### [EXTRACTED INFORMATION]
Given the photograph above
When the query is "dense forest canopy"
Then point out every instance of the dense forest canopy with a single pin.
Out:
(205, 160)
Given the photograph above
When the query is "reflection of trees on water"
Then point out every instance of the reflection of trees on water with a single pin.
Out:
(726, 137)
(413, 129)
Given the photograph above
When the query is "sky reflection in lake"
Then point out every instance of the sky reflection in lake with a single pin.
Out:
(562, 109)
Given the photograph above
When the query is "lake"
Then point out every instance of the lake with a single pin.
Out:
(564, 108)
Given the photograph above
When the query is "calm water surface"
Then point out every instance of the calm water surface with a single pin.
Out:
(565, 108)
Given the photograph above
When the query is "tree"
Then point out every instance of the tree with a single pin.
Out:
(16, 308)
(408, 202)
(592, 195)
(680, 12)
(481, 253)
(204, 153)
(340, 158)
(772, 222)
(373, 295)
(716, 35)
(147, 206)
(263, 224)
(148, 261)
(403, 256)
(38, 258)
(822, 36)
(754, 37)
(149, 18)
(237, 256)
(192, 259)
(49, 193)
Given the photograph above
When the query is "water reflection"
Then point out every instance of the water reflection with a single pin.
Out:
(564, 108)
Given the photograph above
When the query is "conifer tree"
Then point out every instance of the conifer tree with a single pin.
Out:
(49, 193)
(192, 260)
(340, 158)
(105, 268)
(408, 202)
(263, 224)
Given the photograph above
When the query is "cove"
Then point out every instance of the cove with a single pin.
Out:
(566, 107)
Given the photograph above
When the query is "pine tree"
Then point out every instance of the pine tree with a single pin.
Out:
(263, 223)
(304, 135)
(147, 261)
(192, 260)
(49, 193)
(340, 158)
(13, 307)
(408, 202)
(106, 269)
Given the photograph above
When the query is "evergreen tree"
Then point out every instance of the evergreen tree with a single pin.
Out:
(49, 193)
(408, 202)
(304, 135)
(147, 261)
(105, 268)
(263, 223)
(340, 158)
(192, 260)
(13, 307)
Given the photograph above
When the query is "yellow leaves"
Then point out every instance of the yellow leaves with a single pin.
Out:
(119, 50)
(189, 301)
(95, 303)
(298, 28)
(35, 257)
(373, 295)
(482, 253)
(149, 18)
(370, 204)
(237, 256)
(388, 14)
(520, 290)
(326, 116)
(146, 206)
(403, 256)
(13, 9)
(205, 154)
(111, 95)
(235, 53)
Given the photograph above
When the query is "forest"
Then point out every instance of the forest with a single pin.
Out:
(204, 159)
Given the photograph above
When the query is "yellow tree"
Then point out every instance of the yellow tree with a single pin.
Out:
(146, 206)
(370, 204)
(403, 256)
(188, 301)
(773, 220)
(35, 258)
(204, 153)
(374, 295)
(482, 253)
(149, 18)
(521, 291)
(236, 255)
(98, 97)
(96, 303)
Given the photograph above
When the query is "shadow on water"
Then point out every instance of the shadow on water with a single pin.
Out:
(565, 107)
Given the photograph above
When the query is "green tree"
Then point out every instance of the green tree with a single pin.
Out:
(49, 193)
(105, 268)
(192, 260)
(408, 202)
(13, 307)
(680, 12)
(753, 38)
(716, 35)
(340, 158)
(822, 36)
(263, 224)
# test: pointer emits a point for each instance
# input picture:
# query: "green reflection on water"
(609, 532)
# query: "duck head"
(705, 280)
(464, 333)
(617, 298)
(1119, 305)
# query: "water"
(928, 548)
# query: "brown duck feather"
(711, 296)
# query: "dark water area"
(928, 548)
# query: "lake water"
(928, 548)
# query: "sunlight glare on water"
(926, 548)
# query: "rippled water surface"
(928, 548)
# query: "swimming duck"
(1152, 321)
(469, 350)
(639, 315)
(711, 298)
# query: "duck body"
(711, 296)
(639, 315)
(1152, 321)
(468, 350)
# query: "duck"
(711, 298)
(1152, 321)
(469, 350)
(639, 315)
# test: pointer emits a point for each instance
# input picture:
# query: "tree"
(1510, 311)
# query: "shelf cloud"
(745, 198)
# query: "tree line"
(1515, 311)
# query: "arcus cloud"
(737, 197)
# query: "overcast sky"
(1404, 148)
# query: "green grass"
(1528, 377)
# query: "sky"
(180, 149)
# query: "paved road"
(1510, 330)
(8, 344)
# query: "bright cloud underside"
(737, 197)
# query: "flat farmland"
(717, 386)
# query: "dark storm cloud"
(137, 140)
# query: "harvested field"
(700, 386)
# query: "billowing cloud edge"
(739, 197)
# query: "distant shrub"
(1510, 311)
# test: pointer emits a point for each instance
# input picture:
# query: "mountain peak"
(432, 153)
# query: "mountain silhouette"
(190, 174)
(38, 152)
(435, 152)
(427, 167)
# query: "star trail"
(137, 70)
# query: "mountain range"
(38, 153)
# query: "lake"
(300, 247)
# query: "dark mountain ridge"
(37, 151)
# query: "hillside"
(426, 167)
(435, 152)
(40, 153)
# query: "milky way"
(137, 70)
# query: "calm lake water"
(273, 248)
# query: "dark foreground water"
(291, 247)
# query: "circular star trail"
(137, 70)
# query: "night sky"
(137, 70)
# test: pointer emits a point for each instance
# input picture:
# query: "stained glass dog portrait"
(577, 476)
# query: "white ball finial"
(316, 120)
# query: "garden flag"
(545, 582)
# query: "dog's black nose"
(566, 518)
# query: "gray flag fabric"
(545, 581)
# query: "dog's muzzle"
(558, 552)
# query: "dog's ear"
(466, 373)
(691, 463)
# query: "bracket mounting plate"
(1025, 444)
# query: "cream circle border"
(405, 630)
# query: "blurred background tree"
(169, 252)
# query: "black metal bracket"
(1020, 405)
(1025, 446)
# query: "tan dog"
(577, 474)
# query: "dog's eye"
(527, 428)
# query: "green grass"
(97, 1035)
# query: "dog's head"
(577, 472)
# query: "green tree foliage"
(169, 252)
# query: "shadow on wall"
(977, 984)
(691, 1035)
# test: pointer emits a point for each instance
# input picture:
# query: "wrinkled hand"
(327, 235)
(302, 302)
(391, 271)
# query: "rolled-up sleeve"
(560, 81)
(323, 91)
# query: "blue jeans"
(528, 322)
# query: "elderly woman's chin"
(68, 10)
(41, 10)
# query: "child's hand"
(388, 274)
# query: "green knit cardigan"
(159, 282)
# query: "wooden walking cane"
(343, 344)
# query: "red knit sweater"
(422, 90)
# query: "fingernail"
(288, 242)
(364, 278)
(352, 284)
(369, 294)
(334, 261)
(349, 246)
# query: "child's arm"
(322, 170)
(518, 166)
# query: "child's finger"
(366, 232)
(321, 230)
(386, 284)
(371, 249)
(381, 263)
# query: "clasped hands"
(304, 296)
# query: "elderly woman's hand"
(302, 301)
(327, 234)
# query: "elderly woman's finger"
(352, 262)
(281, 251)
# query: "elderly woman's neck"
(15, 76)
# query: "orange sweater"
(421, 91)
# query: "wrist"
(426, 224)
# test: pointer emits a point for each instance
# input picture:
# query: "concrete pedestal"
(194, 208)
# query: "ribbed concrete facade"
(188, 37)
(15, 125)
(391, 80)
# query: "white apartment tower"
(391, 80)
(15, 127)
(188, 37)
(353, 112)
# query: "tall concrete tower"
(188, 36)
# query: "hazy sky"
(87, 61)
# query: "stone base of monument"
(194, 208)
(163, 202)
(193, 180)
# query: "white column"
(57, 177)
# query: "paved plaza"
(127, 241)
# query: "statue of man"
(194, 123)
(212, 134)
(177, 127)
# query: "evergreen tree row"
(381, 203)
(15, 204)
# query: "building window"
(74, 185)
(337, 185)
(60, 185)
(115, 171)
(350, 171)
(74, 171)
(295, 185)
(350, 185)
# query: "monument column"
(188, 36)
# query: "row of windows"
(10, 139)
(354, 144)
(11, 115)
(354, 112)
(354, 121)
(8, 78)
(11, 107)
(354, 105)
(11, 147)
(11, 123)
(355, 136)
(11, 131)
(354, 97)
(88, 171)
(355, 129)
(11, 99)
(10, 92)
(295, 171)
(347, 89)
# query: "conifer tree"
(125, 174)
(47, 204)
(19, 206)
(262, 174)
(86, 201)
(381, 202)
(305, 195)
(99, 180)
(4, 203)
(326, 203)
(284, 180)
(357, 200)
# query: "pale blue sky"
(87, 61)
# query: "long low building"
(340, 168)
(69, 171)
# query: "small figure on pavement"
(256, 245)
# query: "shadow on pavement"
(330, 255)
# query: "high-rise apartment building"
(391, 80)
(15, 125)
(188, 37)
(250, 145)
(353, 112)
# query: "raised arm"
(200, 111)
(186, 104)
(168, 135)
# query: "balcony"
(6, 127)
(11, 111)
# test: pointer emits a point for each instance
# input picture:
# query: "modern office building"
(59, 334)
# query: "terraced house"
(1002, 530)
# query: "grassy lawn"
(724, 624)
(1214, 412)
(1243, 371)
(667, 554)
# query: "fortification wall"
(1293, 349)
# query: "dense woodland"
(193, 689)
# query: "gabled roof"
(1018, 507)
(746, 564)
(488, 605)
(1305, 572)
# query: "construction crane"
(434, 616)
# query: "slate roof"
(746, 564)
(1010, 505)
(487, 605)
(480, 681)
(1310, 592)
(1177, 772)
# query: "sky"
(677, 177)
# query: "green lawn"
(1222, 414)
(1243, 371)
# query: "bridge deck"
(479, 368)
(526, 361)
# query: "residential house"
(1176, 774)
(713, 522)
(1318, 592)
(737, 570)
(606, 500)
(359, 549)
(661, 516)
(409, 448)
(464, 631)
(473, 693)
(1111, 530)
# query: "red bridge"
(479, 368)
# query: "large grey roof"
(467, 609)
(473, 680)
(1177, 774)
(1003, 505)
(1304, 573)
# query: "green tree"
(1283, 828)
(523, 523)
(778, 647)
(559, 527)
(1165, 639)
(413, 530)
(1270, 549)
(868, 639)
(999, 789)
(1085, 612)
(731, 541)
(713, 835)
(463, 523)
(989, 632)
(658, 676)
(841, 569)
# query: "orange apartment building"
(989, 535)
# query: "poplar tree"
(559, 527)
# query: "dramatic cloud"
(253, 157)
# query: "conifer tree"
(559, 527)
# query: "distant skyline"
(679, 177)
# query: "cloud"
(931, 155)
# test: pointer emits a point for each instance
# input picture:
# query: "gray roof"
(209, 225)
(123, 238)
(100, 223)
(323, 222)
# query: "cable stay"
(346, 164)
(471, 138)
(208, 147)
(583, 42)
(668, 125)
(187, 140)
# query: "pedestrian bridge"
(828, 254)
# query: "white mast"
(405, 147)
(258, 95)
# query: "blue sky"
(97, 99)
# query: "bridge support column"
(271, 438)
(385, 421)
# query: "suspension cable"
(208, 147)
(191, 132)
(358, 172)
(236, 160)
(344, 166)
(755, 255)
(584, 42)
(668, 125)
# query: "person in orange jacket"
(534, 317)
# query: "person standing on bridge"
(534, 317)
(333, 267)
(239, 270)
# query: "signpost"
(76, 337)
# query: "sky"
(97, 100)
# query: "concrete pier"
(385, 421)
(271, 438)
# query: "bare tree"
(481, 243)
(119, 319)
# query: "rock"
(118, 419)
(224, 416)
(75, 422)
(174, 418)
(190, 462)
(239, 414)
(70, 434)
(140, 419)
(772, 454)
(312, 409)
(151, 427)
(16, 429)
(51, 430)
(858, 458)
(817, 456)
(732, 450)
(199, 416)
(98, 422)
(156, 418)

### [TASK TO COMPLETE]
Please determine how many lines in the entries contain the word "yellow" and reply with that figure alone.

### [THE ANSWER]
4